* WORK TO BE COMPLETED *
Pull out every line of the listing below that contains the word "dark". Case counts.

* INPUT DATA *
········
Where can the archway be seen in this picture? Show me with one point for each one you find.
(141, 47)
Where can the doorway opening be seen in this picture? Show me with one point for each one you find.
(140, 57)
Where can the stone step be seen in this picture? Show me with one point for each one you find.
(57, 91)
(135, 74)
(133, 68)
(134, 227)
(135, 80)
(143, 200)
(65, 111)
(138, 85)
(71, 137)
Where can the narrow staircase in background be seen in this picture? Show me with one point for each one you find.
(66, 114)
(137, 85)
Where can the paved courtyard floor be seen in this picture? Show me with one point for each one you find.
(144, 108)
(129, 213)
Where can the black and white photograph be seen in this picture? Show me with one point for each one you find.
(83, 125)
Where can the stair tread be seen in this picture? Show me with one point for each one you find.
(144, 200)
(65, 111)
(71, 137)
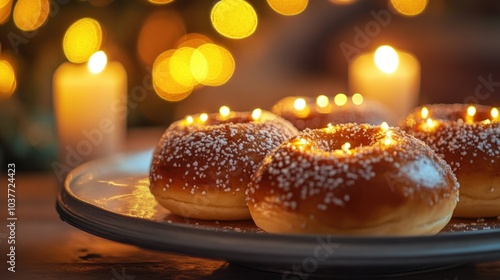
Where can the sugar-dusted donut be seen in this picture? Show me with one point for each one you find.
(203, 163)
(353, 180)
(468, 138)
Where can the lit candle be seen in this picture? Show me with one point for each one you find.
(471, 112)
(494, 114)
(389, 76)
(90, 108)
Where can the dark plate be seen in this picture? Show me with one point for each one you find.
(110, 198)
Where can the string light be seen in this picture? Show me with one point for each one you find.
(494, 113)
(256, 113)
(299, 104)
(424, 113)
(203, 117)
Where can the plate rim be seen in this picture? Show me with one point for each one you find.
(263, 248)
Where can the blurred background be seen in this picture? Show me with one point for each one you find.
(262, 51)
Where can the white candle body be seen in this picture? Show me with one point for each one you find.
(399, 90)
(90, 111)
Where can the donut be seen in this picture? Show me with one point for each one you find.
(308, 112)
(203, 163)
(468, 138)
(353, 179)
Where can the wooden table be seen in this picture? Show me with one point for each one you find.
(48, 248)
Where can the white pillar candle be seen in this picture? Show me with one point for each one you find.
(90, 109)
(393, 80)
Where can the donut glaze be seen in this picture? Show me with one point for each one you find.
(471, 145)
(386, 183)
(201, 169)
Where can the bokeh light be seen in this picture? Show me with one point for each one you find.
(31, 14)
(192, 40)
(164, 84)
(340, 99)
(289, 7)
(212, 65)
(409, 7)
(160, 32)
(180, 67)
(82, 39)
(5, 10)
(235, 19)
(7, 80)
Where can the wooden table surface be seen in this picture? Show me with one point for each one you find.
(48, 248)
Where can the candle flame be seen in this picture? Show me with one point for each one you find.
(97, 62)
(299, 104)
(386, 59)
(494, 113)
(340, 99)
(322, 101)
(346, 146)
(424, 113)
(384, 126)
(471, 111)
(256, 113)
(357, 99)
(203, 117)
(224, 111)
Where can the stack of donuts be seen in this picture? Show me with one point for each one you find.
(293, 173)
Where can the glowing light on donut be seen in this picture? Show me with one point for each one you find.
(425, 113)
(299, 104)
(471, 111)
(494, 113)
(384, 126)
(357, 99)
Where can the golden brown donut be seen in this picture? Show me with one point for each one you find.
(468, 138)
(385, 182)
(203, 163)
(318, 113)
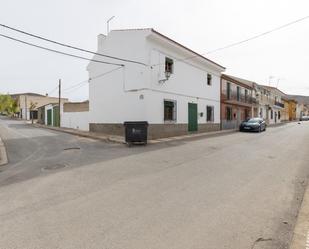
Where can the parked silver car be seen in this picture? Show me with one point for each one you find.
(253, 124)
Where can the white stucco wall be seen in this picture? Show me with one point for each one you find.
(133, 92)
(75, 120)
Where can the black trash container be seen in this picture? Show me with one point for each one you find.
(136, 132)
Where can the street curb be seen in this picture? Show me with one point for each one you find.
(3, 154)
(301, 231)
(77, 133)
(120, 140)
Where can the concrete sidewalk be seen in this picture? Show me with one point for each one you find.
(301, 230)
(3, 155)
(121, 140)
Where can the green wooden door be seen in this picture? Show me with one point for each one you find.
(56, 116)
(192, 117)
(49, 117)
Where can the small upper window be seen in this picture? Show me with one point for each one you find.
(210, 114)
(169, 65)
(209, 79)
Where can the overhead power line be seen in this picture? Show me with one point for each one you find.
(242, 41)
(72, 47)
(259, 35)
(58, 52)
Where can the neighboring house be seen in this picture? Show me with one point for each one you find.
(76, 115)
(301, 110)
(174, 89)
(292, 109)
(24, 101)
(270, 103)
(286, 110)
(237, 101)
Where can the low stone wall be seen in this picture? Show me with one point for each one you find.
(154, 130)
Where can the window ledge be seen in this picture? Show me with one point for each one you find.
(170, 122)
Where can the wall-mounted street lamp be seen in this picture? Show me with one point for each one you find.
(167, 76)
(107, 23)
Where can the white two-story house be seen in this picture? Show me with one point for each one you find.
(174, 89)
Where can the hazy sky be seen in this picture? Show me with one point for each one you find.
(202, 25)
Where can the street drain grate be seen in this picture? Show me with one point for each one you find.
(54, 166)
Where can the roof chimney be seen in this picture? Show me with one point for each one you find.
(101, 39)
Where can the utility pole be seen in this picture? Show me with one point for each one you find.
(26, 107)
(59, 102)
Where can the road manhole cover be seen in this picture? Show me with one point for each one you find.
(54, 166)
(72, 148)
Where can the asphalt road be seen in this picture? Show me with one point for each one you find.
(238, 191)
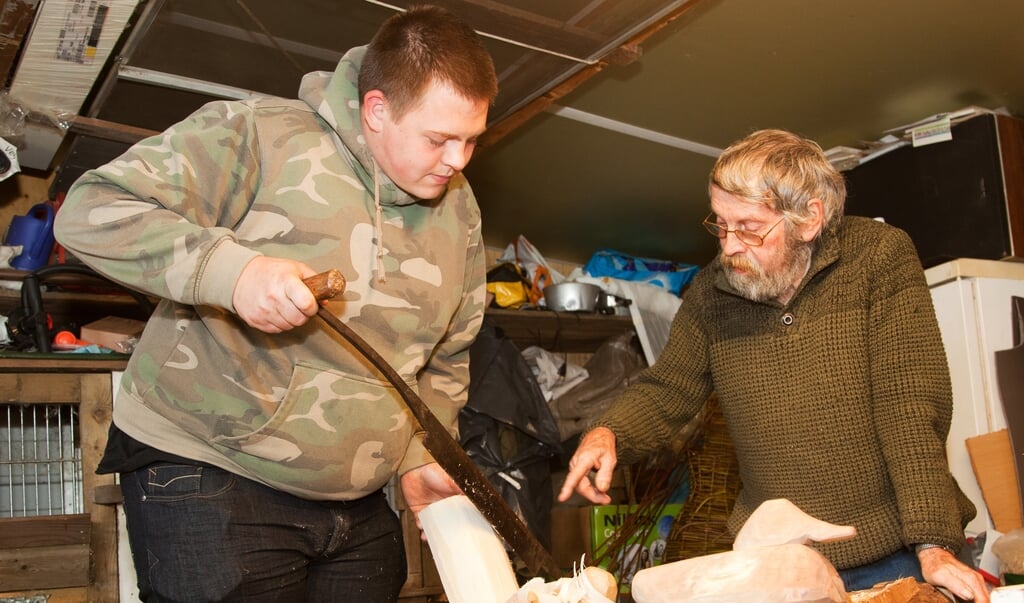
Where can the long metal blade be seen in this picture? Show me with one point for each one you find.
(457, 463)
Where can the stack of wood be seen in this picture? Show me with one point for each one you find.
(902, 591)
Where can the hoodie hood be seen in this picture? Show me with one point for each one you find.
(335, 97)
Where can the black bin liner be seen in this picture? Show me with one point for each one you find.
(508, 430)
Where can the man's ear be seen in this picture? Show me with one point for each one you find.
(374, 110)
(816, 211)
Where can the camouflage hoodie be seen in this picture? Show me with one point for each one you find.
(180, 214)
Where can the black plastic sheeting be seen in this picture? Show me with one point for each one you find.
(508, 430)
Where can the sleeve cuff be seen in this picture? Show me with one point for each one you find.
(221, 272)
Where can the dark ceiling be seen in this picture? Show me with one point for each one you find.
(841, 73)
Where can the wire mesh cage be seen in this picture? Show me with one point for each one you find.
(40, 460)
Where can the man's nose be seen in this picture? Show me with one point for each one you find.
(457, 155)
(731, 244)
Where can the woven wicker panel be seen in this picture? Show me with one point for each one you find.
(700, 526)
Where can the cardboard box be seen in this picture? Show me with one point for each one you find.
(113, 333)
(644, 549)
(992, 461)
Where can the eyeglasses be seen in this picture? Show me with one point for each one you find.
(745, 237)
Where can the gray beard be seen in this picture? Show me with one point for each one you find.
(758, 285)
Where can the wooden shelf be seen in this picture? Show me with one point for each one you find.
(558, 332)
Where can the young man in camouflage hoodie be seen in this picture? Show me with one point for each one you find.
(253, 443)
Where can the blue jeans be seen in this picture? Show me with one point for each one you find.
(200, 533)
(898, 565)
········
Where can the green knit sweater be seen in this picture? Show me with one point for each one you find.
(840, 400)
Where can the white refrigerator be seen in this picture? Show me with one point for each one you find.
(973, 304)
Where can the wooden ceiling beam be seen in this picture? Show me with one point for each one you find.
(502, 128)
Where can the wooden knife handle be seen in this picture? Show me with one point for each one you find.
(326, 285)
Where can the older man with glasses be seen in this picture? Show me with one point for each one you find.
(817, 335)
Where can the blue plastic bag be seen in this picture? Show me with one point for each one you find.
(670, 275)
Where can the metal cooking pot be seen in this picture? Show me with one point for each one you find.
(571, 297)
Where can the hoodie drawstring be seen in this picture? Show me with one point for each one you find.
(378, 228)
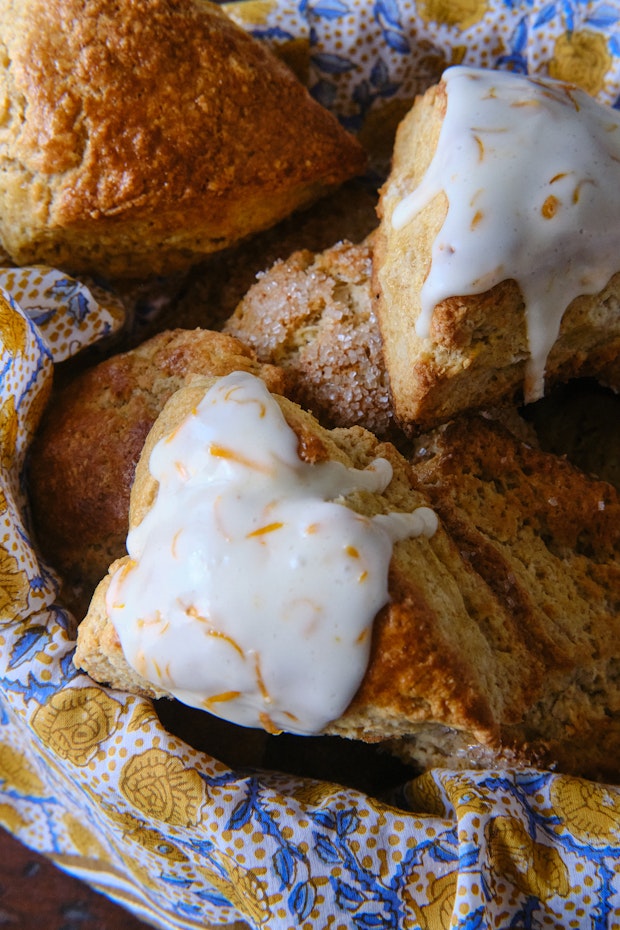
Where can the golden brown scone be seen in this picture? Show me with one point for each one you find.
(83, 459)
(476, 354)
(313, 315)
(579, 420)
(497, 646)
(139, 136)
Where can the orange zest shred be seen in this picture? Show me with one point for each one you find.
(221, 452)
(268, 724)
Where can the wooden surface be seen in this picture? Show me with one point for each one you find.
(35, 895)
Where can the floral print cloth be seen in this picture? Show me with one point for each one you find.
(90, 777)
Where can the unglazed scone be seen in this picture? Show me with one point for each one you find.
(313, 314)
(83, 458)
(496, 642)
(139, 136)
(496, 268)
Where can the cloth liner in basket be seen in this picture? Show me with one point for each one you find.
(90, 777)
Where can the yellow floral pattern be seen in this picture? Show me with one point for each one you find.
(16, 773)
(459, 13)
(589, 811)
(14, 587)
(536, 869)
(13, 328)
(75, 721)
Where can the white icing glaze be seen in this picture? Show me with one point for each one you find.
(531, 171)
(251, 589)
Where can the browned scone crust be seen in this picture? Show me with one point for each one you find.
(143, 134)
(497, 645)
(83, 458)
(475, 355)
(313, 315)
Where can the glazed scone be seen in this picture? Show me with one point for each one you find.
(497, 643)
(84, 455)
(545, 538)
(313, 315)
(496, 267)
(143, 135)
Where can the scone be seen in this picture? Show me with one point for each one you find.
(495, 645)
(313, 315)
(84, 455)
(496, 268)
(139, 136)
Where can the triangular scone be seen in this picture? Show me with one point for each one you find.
········
* ANSWER TO THIS EXERCISE *
Where can the dark plate be seen in this picture? Show me with one point for each one you find.
Where can the dark ceiling be seen in this picture? Show me with one point for each one you find.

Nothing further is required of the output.